- Given passage:

────────────────

With less than two weeks before two former Jacksonville City Councilors face 38 counts of fraud related to misusing economic development money, both defendants sought on Tuesday to change the trial.

One of the motions actually succeeded: a thirty-day continuance that will push the trial back to Sept. 23.

Katrina Brown and Reggie Brown face 38 counts of conspiracy to defraud, according to federal prosecutors.

The feds are accusing the pair of extracting hundreds of thousands of dollars for personal use from a Small Business Administration-backed loan provided for Katrina Brown’s family’s barbecue sauce plant.

Katrina Brown, who decided (against the strong advice of the presiding judge) to represent herself against the federal charges, wanted the trial moved to March.

The former Councilwoman lacks legal experience and says she wants the six-month extension to prepare her case. The trial had already been pushed back six months, and prosecutors opposed any further delay.

Reggie Brown’s position was in favor of a speedy trial, further complicating the play.

Judge Marcia Morales Howard wondered why after two years of pre-trial representation more time was needed to marshal a defense.

The former Councilwoman contended that while she was aware of being investigated since 2016, she wasn’t privy to knowing what she was being investigated for.

She likened having a court-appointed lawyer to being in the passenger seat on a road trip. 

The Councilwoman said she wanted to represent herself long before the filing, but was thwarted by her lawyers.

The judge was unmoved, contending that there was no justification for waiting until the eve of trial to make this move.

“The fact that you were contemplating going pro se for such a long time really weighs against you. This is the second time,” Morales Howard said. “This case has been pending now for close to 15 months.”

After an extended in camera hearing between Ms. Brown and the judge, the government had its say.

“We’re at the 14-month mark,” noted Tysen Duva for the prosecution. “It’s now time for the trial.”

Duva also noted that the bulk of evidence was the bank records for Brown’s various companies, which she would have had access to. And even a limited continuance would have little use, he added, given Brown’s lack of facility with the law.

“It appears that Ms. Brown’s decision to represent herself is simply her decision,” Morales Howard said.

However, the judge suggested a 30-day continuance, which would be a Sept. 23 trial term.

“There are no further continuances … we will plow through. Nothing is going to change the fact that we are going to trial [in September],” Morales Howard warned.

In a bit of foreshadowing of what is to come, Brown asked questions about a forfeiture motion filed by the prosecution that won’t come into play until sentencing.

In light of his co-defendant’s continued representation issues, Reggie Brown petitioned to sever the two cases.

The former Councilman had petitioned unsuccessfully to do so already, but a change in circumstances revived the motion … ultimately to no avail.

“Now he faces the prospect of sitting helplessly by while Ms. Brown flails about trying to be both lawyer and client,” the pleading contended. “This spectacle can only prejudice his case in the eyes of the jury and make it all but impossible for the jury to reach an individualized verdict as to him.”

Federal prosecutors stood their ground, contending that case law in cases where one defendant goes pro se does not permit a severance based on that alone.

Mr. Brown’s lawyer contended that it’s the court’s discretion to sever the cases, citing a “great deal of concern” about the co-defendant’s ability to mount a coherent defense.

Judge Howard outlined the ways in which the court would ensure that the pro se defense doesn’t compromise that of Mr. Brown.

“I can address the potential prejudice … I do not find that severance is warranted,” Morales Howard contended.

The pair face a compendium of charges: Conspiracy to defraud, 13 counts of mail fraud, 13 counts of wire fraud, six counts of illegal monetary transactions (money laundering charges, all of them involving checks of over $20,000), two counts of attempted bank fraud (trying to secure a loan using forged information), two false statements to a federally insured institution.

Jury selection is slated to begin Aug. 14. 

The prosecution case will last roughly a week after the Aug. 19 start, while the defense case will not be that lengthy.

────────────────

- Set task:
Reproduce the article on the Jacksonville fraud trial from "Mr. Brown’s lawyer" to "of Mr. Brown.", word for word.

- Supplied information:
────────────────

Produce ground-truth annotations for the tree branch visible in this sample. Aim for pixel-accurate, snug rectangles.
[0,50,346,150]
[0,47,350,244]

────────────────

- Answer to the problem:
Mr. Brown’s lawyer contended that it’s the court’s discretion to sever the cases, citing a “great deal of concern” about the co-defendant’s ability to mount a coherent defense.

Judge Howard outlined the ways in which the court would ensure that the pro se defense doesn’t compromise that of Mr. Brown.